Reproduce word for word the lines of the data below, starting at the line that contains "Point out every instance of the walkway" and ending at the final line of the data, with both of those lines included.

(Excerpts from point annotation data)
-- BEGIN --

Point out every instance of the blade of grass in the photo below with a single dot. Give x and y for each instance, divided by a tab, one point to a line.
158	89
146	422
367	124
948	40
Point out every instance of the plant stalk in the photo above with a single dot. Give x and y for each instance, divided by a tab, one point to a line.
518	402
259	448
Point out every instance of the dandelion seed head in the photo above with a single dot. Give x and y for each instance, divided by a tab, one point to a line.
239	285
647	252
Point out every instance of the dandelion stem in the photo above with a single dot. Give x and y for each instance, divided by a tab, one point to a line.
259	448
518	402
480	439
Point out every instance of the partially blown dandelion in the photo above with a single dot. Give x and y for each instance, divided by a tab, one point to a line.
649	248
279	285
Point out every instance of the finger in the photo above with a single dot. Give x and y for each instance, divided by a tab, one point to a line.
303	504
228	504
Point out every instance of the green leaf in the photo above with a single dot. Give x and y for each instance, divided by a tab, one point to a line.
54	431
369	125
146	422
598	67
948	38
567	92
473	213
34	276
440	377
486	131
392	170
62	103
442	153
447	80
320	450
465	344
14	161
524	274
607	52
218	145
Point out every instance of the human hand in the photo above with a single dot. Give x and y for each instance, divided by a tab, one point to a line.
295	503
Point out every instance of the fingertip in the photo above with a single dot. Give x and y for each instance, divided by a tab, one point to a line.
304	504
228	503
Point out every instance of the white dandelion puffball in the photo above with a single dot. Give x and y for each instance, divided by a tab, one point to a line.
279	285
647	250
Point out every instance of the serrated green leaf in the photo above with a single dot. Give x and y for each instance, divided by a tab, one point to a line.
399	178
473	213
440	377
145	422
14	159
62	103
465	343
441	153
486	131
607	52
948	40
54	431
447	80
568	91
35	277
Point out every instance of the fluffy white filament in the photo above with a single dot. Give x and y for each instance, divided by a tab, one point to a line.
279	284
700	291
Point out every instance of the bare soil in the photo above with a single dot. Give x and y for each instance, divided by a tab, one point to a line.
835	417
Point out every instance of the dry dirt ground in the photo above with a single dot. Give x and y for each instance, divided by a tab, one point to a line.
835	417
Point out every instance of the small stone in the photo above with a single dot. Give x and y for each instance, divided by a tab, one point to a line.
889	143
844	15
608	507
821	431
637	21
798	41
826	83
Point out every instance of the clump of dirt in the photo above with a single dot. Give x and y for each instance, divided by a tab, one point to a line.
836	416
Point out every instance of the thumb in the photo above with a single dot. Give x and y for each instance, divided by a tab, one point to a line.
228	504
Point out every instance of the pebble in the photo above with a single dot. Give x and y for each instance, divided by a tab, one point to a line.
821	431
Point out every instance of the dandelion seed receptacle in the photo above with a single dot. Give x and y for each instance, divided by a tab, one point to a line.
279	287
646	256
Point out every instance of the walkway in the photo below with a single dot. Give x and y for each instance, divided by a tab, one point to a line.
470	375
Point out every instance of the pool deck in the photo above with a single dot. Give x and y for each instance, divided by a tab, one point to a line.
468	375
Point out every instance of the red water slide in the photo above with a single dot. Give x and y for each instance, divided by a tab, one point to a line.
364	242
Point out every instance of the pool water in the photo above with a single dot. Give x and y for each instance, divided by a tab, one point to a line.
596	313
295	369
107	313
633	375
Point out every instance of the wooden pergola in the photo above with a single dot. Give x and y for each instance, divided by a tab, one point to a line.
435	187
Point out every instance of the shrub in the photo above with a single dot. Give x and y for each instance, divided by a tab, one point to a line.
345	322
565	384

-- END --

- **EXERCISE ANSWER**
Point out every instance of the walkway in the photo below with a single dot. Give x and y for each instance, divided by a tab, one point to a line.
470	375
Point out every instance of the pool deck in the photo above with a single dot. Give x and y for each instance, divided by a tab, one point to a line.
468	375
Point out every instance of the red water slide in the photo above with a single dot. Give x and y for each instance, divided by a tab, one point to a line.
364	242
Point out every instance of the pool water in the photo above with a single dot. Give x and y for each instance, divided by a tab, one point to a line.
596	313
295	369
107	313
633	375
Point out every instance of the wooden pergola in the photo above with a single dot. Give x and y for each instance, divided by a tab, one point to a line.
435	187
Point out every instance of the shrub in the photo above with a single dot. Give x and y for each instance, divided by a tab, one point to a line.
345	322
565	384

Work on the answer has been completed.